- _Spatial annotation lines_

──────

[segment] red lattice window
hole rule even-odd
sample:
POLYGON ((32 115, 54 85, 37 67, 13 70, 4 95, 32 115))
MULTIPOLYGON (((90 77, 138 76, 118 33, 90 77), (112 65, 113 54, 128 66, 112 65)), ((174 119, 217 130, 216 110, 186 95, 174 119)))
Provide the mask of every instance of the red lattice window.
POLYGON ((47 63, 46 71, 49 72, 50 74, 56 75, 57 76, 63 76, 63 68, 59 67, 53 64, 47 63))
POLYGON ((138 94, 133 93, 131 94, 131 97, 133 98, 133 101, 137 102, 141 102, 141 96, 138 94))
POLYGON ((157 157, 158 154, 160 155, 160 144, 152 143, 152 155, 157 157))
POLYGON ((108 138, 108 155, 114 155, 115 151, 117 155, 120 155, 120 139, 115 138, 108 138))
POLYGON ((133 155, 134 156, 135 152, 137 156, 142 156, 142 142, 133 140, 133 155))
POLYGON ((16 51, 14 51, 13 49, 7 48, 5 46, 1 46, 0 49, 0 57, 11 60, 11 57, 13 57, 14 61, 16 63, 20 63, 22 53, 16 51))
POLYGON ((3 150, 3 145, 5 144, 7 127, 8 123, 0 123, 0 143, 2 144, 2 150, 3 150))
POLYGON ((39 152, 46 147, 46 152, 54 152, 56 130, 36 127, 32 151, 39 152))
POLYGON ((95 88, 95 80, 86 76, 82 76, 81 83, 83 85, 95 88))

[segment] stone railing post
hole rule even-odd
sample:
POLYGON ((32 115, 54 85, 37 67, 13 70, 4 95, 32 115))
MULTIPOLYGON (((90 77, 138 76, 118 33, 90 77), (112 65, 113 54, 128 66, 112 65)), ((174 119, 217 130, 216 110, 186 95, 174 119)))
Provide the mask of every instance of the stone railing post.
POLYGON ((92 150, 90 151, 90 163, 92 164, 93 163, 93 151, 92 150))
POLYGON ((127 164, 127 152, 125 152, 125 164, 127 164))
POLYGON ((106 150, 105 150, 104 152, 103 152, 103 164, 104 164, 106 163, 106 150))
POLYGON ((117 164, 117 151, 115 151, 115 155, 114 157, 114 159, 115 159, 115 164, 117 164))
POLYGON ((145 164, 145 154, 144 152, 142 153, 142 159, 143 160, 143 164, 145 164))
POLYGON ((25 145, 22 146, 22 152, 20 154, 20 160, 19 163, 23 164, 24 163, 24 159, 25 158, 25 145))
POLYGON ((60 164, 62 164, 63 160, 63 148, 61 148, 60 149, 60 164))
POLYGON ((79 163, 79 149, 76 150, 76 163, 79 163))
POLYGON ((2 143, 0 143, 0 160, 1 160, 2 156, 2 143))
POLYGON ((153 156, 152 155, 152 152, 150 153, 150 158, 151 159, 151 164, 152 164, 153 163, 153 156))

──────

Replace "Provide" with "Return" throughout the lines above and write them out again with nothing else changed.

[segment] red lattice window
hole rule even-odd
sample:
POLYGON ((32 115, 54 85, 37 67, 13 70, 4 95, 32 115))
MULTIPOLYGON (((90 77, 138 76, 118 33, 90 77), (112 65, 113 54, 128 66, 112 65)), ((174 119, 217 130, 216 110, 186 95, 174 119)))
Return the mask of every instance of the red lattice window.
POLYGON ((47 63, 46 71, 49 72, 50 74, 56 75, 57 76, 63 76, 63 68, 59 67, 53 64, 47 63))
POLYGON ((138 94, 133 93, 131 94, 131 97, 133 98, 133 101, 137 102, 141 102, 141 96, 138 94))
POLYGON ((157 157, 158 154, 160 155, 160 144, 152 143, 152 155, 157 157))
POLYGON ((108 138, 108 155, 114 155, 115 151, 117 155, 120 155, 120 139, 115 138, 108 138))
POLYGON ((133 155, 134 156, 135 152, 137 156, 142 156, 142 142, 133 140, 133 155))
POLYGON ((16 51, 14 51, 13 49, 7 48, 5 46, 1 46, 0 49, 0 57, 11 60, 11 57, 13 57, 14 61, 16 63, 20 63, 22 53, 16 51))
POLYGON ((3 150, 3 145, 5 144, 7 127, 8 123, 0 123, 0 143, 2 144, 2 150, 3 150))
POLYGON ((39 152, 46 147, 46 152, 54 152, 56 130, 36 127, 32 151, 39 152))
POLYGON ((95 88, 95 80, 86 76, 82 76, 81 83, 83 85, 95 88))

[segment] stone railing post
hole rule even-odd
sample:
POLYGON ((32 115, 54 85, 37 67, 13 70, 4 95, 32 115))
MULTIPOLYGON (((90 77, 138 76, 118 33, 90 77), (112 65, 113 54, 128 66, 112 65)), ((174 119, 217 130, 216 110, 186 95, 174 119)))
Return the mask of every instance of the stone railing post.
POLYGON ((92 150, 90 151, 90 163, 92 164, 93 163, 93 151, 92 150))
POLYGON ((127 164, 127 152, 125 152, 125 164, 127 164))
POLYGON ((106 150, 105 150, 104 152, 103 152, 103 164, 104 164, 106 163, 106 150))
POLYGON ((117 164, 117 151, 115 151, 115 155, 114 157, 114 159, 115 159, 115 164, 117 164))
POLYGON ((145 164, 145 154, 144 152, 142 153, 142 159, 143 160, 143 164, 145 164))
POLYGON ((25 145, 22 146, 22 152, 20 154, 20 160, 19 163, 23 164, 24 163, 24 159, 25 158, 25 145))
POLYGON ((60 164, 62 164, 63 160, 63 148, 61 148, 60 149, 60 164))
POLYGON ((79 163, 79 149, 76 150, 76 163, 79 163))
POLYGON ((2 143, 0 143, 0 160, 1 160, 2 156, 2 143))
POLYGON ((153 156, 152 155, 152 152, 150 153, 150 158, 151 159, 151 164, 152 164, 153 163, 153 156))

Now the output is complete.